*やることリスト*:
1) 国際離婚と子供の引っ越しに関する記事の中で、かぎ括弧「」に囲まれている語句を、出てくる順にすべて挙げてください。
2) 国際離婚と子供の引っ越しに関する記事によると、日本がハーグ条約の規定に従うことを受け入れたのは何年ですか。
3) 国際離婚と子供の引っ越しに関する記事を、最後の文の後から書き継いでください。

*テキストブロック*:
【第22回】国際離婚で子供と一緒に引っ越すには~カナダ最新情報|カナダの国際結婚・エキスパート弁護士に聞く弁護士の選び方

 2014年、日本は、ハーグ条約の「子供の国際的な移動(引っ越し)に関する規定」に従うことを受け入れました。これによって、例えば、カナダに住んでいた日本人が、もう一方の親の同意なく子と日本に引っ越し、もう一方の親が不服を申立てた場合、子はカナダに戻されることになります。

 これが「国際離婚しても子供と日本に引っ越すことはできない」と考えられている理由です。しかし、実はこの「一方の親が子と一緒に引っ越そうとすること」は、国際結婚に限らず、別居中の夫婦が最も多く裁判で争うケースなのです。

 そこで今回は、「別居後、子供と一緒に引っ越すには?」 についてエキスパート弁護士ケン・ネイソンズに聞いてみました。

*データセットの内容*:
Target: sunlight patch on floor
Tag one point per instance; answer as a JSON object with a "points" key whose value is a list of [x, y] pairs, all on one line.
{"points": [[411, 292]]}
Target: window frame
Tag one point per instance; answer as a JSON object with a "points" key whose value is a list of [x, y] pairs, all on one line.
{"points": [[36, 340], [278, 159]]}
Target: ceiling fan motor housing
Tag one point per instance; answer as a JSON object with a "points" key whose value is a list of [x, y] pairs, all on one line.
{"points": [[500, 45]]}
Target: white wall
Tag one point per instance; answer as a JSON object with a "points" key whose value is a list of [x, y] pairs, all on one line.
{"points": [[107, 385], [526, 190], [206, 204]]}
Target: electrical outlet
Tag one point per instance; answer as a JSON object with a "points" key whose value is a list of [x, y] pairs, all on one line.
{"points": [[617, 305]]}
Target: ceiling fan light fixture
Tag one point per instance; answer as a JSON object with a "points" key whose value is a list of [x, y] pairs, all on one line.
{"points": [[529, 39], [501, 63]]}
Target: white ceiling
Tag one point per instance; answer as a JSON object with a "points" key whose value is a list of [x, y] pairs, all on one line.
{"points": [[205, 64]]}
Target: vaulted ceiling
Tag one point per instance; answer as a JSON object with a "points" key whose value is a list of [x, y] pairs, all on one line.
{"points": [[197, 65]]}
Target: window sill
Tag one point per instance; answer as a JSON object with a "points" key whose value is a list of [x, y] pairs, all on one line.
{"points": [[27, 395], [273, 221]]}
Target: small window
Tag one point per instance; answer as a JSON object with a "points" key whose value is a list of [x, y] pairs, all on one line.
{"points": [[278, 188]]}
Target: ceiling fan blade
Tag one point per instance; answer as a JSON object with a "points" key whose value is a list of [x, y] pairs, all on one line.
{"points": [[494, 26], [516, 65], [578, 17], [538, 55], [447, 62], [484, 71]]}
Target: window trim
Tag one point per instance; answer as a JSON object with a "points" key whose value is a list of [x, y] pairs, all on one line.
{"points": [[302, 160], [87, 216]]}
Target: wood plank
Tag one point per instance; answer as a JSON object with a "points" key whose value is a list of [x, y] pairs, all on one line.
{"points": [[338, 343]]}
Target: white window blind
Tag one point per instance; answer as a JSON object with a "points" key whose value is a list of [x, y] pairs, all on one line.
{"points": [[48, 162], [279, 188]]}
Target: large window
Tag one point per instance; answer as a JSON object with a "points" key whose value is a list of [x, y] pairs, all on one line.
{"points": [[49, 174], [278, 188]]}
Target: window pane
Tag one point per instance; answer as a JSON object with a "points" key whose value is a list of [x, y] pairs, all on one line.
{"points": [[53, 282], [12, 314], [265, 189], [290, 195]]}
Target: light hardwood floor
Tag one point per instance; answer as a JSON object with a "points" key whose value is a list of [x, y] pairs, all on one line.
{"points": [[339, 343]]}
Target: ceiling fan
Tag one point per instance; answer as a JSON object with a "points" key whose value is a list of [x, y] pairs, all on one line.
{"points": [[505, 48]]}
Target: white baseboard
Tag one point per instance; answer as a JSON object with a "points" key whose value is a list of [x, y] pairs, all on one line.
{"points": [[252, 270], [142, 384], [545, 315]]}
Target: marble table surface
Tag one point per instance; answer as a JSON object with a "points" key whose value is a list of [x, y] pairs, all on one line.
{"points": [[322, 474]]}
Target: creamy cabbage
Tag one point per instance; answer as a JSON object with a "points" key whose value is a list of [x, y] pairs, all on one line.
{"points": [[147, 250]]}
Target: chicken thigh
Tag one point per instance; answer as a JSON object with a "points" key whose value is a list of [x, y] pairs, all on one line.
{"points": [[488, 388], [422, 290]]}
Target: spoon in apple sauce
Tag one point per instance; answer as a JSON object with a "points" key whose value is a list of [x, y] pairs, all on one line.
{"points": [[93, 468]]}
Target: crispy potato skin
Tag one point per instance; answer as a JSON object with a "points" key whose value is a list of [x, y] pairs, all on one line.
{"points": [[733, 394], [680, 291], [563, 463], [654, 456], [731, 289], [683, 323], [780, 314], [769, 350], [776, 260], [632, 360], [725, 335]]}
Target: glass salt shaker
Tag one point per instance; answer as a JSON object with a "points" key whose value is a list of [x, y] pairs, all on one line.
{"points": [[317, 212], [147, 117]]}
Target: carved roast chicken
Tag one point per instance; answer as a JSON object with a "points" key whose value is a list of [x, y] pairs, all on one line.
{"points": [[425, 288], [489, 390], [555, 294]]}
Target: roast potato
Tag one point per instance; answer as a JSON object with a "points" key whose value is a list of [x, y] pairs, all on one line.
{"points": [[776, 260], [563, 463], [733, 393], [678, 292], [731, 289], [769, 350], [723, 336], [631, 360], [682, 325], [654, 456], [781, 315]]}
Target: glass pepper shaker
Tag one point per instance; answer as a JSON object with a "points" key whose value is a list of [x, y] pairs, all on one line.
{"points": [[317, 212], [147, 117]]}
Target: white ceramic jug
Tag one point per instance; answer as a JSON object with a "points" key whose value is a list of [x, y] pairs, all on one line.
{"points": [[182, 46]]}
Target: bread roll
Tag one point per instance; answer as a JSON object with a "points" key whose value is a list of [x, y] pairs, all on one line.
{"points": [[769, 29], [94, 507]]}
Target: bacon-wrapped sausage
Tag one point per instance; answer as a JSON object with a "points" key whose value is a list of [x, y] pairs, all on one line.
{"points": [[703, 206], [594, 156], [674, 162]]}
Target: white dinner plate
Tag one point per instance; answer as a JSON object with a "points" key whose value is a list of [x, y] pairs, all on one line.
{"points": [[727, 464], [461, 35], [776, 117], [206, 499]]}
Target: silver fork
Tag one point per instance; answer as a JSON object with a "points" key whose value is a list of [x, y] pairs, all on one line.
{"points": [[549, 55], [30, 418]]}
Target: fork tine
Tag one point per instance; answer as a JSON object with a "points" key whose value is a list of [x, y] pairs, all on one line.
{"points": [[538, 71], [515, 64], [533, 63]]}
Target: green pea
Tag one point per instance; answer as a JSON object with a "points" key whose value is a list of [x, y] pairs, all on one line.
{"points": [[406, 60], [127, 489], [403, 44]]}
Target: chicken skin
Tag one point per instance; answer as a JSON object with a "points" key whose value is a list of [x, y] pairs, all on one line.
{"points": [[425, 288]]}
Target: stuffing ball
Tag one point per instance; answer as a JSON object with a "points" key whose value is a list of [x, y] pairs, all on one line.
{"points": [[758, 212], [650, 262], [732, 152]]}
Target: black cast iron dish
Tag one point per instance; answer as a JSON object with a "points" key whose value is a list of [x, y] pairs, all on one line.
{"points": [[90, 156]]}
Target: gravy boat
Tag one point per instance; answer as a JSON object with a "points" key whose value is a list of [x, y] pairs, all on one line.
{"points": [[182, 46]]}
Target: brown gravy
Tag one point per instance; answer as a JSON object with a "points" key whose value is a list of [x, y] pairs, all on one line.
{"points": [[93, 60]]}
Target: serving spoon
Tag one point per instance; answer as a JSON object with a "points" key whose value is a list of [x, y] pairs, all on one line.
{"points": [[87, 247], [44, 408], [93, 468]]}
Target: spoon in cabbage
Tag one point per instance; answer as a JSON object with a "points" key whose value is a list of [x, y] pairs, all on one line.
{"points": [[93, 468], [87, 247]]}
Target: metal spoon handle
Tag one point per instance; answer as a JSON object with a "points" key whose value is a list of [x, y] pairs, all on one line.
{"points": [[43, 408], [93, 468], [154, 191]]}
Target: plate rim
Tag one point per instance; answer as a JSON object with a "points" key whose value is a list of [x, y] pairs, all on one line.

*期待される結果*:
1)
- 「子供の国際的な移動(引っ越し)に関する規定」
- 「国際離婚しても子供と日本に引っ越すことはできない」
- 「一方の親が子と一緒に引っ越そうとすること」
- 「別居後、子供と一緒に引っ越すには?」

2) 2014年です。

3)
カナダの法律の最新情報

 2021年3月、「子供が安全に豊かに育ってゆくために何が最善なのか」に関する決め事をまとめたChildren’s Law Reform Actが改正されました。子と一緒に引っ越すためのルールをステップ・バイ・ステップで紹介しましょう。

  1. 引っ越し予定日の60日前までに、引っ越し予定日、新しい住所、その他の引越しの詳細をもう一方の親に伝えましょう。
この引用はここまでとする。